STATED TASK: Express the entries below as a two-column CSV with the header text,answer. Give one row per entry: put its text in the first field and its answer in the second, quote each field, and replace any line breaks with spaces.

DATA FOR PROCESSING:
※
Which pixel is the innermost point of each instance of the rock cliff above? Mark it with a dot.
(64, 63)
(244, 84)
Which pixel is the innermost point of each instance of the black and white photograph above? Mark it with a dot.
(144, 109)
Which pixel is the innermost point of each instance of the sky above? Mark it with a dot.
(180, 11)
※
EXERCISE ANSWER:
text,answer
"Which pixel is the innermost point of each instance of the rock cliff above? Mark it with a dot.","(64, 63) (244, 84)"
"Which pixel is the innermost point of each instance of the black and white photograph above? Mark it with a dot.","(144, 109)"
"Which pixel is the innermost point of each instance of the sky above? Mark it with a dot.","(180, 11)"